PROVIDED INFORMATION:
..............................

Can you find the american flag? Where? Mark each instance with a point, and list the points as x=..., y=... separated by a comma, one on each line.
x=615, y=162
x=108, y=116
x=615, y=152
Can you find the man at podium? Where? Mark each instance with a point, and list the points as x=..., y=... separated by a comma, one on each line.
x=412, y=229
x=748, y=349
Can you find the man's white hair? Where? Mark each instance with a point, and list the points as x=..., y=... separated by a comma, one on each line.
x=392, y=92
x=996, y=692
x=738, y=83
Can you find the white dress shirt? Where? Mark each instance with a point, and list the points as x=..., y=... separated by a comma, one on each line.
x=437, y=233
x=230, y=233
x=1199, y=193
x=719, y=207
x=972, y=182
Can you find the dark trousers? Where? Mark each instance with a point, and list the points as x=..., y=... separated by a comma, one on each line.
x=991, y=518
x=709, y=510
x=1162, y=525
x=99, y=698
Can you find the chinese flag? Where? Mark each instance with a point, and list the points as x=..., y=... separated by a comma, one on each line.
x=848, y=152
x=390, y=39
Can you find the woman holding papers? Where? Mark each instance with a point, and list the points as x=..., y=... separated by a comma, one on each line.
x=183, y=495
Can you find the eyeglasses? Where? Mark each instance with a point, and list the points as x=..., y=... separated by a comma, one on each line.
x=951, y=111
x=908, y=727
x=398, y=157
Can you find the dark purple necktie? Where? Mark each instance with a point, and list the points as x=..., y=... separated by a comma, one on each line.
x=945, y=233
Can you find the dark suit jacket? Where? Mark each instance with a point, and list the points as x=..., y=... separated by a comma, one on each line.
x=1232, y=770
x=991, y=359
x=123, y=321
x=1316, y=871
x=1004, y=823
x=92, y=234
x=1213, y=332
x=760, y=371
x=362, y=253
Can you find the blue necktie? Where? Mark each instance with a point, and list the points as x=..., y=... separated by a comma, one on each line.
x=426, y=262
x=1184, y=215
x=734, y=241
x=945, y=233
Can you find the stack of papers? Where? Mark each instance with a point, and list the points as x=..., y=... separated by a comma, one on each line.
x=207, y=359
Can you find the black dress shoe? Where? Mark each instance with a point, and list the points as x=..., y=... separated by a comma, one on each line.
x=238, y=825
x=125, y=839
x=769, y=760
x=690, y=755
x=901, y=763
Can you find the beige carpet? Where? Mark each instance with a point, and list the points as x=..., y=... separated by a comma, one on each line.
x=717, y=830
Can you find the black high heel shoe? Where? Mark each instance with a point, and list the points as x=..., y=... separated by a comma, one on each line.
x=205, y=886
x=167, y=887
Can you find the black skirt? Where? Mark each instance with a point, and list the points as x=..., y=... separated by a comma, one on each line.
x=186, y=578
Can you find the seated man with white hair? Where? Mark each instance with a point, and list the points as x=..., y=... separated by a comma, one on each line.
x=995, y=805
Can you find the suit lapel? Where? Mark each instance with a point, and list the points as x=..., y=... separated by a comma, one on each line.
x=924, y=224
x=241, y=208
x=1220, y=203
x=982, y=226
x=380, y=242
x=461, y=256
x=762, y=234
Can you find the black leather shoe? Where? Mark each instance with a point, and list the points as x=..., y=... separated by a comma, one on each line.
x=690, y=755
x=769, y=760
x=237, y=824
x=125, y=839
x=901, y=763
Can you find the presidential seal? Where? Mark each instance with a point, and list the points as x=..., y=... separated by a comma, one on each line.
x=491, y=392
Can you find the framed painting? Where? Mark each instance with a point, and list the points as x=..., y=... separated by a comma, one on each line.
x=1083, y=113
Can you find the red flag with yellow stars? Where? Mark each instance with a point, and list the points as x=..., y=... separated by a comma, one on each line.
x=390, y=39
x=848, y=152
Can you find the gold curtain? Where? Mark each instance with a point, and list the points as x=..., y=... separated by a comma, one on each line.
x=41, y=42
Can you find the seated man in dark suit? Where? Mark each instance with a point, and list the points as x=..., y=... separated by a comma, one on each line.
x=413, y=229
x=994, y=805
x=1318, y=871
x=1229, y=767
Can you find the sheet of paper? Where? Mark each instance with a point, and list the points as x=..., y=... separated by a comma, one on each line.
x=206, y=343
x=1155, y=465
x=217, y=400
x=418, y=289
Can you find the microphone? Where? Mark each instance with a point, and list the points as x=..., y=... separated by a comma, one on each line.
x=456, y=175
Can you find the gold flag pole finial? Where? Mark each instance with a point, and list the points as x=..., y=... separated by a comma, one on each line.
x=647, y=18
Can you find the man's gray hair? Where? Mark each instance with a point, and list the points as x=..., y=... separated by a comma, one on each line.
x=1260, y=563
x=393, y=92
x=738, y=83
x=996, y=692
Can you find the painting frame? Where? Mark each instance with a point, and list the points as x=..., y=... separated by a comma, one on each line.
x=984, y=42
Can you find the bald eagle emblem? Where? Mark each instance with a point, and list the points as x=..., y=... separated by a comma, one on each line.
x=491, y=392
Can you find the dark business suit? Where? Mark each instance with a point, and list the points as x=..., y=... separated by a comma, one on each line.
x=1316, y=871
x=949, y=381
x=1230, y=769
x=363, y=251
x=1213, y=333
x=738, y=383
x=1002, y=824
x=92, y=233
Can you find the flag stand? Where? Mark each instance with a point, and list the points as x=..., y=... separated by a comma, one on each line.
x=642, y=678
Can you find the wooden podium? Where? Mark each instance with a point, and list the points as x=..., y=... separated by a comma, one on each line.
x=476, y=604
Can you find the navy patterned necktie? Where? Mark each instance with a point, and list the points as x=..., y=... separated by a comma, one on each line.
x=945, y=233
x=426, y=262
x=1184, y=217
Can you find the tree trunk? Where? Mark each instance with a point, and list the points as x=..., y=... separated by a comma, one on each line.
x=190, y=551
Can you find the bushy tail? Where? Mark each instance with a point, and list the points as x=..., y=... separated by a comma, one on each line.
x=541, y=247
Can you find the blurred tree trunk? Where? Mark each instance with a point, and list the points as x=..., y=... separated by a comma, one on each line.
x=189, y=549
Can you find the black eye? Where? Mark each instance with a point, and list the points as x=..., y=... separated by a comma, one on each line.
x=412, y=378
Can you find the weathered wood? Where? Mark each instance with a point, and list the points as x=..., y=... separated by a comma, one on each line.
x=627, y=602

..............................

WHAT YOU SHOULD DO: Print every record above exactly as it was given.

THE ANSWER:
Can you find the american flag? Where? Mark each instance with a point, and list the points as x=..., y=... separated by a comma, one on each line.
x=615, y=162
x=108, y=116
x=615, y=152
Can you find the man at podium? Where? Mark each instance with a point, and list the points as x=..., y=... separated by a comma, one on each line.
x=412, y=229
x=748, y=349
Can you find the man's white hair? Where? Mark each instance with a point, and list the points as x=..., y=... separated by a comma, one on each line.
x=392, y=92
x=996, y=692
x=738, y=83
Can you find the white dress shirt? Where? Mark each instance with a point, and list the points as x=..., y=... separated by a comma, one on each line.
x=437, y=233
x=230, y=233
x=1199, y=193
x=719, y=207
x=972, y=182
Can you find the dark trousers? Where? Mark each instance with a point, and list the points as x=..., y=... separated by a comma, one on each line.
x=991, y=518
x=709, y=510
x=1162, y=525
x=99, y=698
Can you find the chinese flag? Where? Mark each instance with a point, and list the points as x=..., y=... separated by a comma, one on each line.
x=848, y=152
x=390, y=39
Can you find the woman holding papers? Where? Mark each instance with a point, and list the points as x=..., y=... separated by a comma, one on each line.
x=183, y=495
Can you find the eyeglasses? Where? Mark each instance with a point, and list the points as x=..., y=... separated by a comma, one on each line.
x=951, y=111
x=908, y=727
x=398, y=157
Can you find the dark purple necktie? Where? Mark each instance with a point, and list the points as x=..., y=... separated by a comma, one on each line.
x=945, y=233
Can you find the dark suit jacket? Where? Mark each instance with a point, and list the points as x=..., y=... separated by a comma, one on each line.
x=1232, y=770
x=991, y=359
x=123, y=321
x=1316, y=871
x=1004, y=823
x=92, y=234
x=1213, y=332
x=760, y=371
x=362, y=253
Can you find the blue necktie? Where? Mark each instance with a point, and list the points as x=..., y=... separated by a comma, one on each line.
x=426, y=262
x=1184, y=215
x=734, y=241
x=945, y=233
Can you find the stack of papers? Where? Mark each instance with a point, and list the points as x=..., y=... separated by a comma, one on each line.
x=207, y=359
Can you find the black dress shoe? Where? Mark each instance with a point, and list the points as x=..., y=... separated by a comma, one on each line.
x=238, y=825
x=125, y=839
x=769, y=760
x=690, y=755
x=901, y=763
Can you find the beige carpet? Where? Mark each instance with a point, and list the points as x=..., y=... separated by a comma, one on each line.
x=717, y=830
Can you find the black high heel shoe? Where? Mark each instance with a point, and list the points as x=..., y=... separated by a comma, one on each line.
x=205, y=886
x=167, y=887
Can you find the black skirt? Where? Mark each instance with a point, and list the points as x=..., y=... separated by a comma, one on each line.
x=186, y=578
Can you find the seated man with white hair? Where? Mark each instance with a point, and list the points as x=..., y=... separated by a comma, one on each line.
x=995, y=805
Can you find the suit lapel? Where? Mark each instance with a point, and list the points as x=..., y=... separated by a comma, one on each line.
x=924, y=224
x=241, y=208
x=1220, y=203
x=982, y=226
x=380, y=242
x=461, y=256
x=762, y=234
Can you find the black leather shoe? Where? Mark each instance with a point, and list the points as x=..., y=... separated by a comma, one on each line.
x=690, y=755
x=769, y=760
x=237, y=824
x=125, y=839
x=901, y=763
Can you find the presidential seal? Where? Mark each instance with a point, and list the points as x=..., y=... separated by a comma, one on each line.
x=491, y=392
Can you find the framed painting? Where? Mark each instance with a point, and list the points as x=..., y=... separated by a comma, one on each line.
x=1083, y=113
Can you find the red flag with yellow stars? Where? Mark each instance with a point, and list the points as x=..., y=... separated by a comma, one on each line.
x=390, y=39
x=848, y=152
Can you find the gold curtain? Where? Mark each instance with a point, and list the points as x=..., y=... separated by a comma, one on each line.
x=41, y=42
Can you find the seated man in dark suit? Where? Mark each instance with a point, and list the points as x=..., y=... separated by a comma, one on each line.
x=413, y=229
x=994, y=805
x=1318, y=871
x=1229, y=767
Can you find the sheet of paper? Where? Mark each instance with a point, and list the points as x=..., y=... separated by a comma, one on each line.
x=206, y=343
x=1155, y=465
x=217, y=400
x=418, y=289
Can you find the microphone? Where? Mark each instance with a point, and list the points as x=..., y=... separated by a comma, one on each line.
x=456, y=175
Can you find the gold flag pole finial? Where? Mark each instance with a point, and list the points as x=..., y=... separated by a comma, one on each line.
x=647, y=18
Can you find the man's gray hair? Where? Mark each instance with a point, and list the points as x=..., y=... separated by a comma, one on each line.
x=1260, y=563
x=393, y=92
x=738, y=83
x=996, y=692
Can you find the painting frame? Where? Mark each instance with a point, and list the points as x=..., y=... separated by a comma, one on each line.
x=984, y=42
Can you find the bald eagle emblem? Where? Mark each instance with a point, and list the points as x=..., y=... separated by a comma, one on each line.
x=491, y=392
Can you find the dark business suit? Where? Mark each instance with a point, and list the points as x=..., y=... separated by a comma, one on each line.
x=1316, y=871
x=949, y=381
x=1230, y=769
x=363, y=251
x=1213, y=333
x=738, y=383
x=1002, y=824
x=92, y=233
Can you find the flag stand? Where? Mark each instance with a point, and list the points as x=..., y=... separated by a comma, one on each line.
x=642, y=678
Can you find the wooden podium? Where? Mark each instance with a point, and list the points as x=..., y=... separated by a comma, one on each line.
x=476, y=604
Can you find the navy patterned necktie? Where? Mark each instance with a point, and list the points as x=..., y=... separated by a comma, one on each line.
x=945, y=233
x=426, y=262
x=1184, y=217
Can you find the tree trunk? Where? Mark each instance with a point, and list the points as x=..., y=... separated by a comma, one on each line.
x=190, y=551
Can you find the bushy tail? Where? Mark each instance with a point, and list the points as x=..., y=... separated by a comma, one on each line.
x=541, y=247
Can you find the blurred tree trunk? Where? Mark each instance with a point, and list the points as x=..., y=... separated by a comma, one on each line.
x=189, y=549
Can you find the black eye? Where? Mark each instance with a point, and list the points as x=..., y=... separated by a comma, one on each line.
x=412, y=378
Can you find the weathered wood? Where? Mark each instance with a point, and list the points as x=..., y=... separated by a comma, one on each line.
x=627, y=602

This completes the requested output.